▶ Tarefa curta A: Liste todos os entes que o texto sobre competência tributária nomeia como sujeitos ativos.

▶ Texto selecionado:

━━━━━━━━━━━━━━━━

A competência tributária constitucional indelegável, irrenunciável e exercida a qualquer tempo autoriza plenamente os sujeitos ativos, quais sejam a União, os Estados-membros, o Distrito Federal e os Municípios, a instituir, modificar e extinguir tributos. A fixação de ordem constitucional é taxativa ou numerus clausus. A capacidade do ente tributante pode ser delegada, uma vez que há “atribuição das funções de arrecadar ou fiscalizar tributos, ou de executar leis, serviços, atos ou decisões administrativas em matéria tributária, conferida por uma pessoa jurídica de direito público a outra” (arts. 6º e 7º do CTN) (BRASIL, 1966).

O Distrito Federal, além de poder instituir impostos pertinentes aos Estados-membros cumulativamente, também o pode em relação aos Municípios. Há casos específicos da possibilidade do exercício comum a todos os entes tributantes. Cabe à União, em caráter residual, instituir impostos não cumulativos e que não tenham fato gerador ou base de cálculo próprios diferentes daqueles já previstos, e extraordinariamente criar impostos na iminência ou em caso de guerra externa (arts. 145 a 162 da CRFB) (BRASIL, 1988).

━━━━━━━━━━━━━━━━

▶ Tarefa curta B: Informe quantas linhas dos registros contêm a palavra "floodlight". Responda somente com o número.

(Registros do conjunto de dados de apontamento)

━━━━━━━━━━━━━━━━

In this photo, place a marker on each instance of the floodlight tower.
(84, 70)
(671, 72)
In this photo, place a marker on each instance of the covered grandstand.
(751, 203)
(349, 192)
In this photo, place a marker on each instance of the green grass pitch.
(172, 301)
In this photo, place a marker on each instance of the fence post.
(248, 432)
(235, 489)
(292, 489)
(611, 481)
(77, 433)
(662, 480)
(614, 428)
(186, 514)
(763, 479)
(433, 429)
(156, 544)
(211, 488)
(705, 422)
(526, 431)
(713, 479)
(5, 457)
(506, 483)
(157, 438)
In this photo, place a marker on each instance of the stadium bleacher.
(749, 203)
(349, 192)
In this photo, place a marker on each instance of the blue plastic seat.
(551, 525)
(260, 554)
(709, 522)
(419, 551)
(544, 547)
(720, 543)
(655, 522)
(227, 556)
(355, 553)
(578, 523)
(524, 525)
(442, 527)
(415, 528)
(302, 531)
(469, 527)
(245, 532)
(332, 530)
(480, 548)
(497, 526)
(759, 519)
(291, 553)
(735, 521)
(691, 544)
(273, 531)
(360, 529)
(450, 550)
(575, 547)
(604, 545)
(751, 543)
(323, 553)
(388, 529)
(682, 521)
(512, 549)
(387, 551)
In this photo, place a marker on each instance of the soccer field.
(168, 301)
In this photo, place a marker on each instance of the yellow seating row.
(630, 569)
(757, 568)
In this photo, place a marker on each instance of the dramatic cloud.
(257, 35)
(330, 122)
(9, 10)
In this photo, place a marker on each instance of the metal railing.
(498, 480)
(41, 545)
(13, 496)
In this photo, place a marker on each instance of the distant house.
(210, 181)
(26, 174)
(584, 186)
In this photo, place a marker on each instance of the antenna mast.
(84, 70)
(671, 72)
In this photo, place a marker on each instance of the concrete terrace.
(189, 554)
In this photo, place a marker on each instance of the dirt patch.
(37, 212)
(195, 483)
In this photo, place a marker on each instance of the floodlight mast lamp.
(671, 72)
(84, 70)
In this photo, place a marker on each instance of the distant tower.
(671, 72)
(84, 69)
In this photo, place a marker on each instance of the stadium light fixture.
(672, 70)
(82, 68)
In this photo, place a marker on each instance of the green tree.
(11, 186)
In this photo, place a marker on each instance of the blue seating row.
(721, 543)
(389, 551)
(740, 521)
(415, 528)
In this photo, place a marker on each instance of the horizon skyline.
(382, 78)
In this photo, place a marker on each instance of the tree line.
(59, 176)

━━━━━━━━━━━━━━━━

▶ Resultado do exercício A:
- a União
- os Estados-membros
- o Distrito Federal
- os Municípios

▶ Resultado do exercício B: 2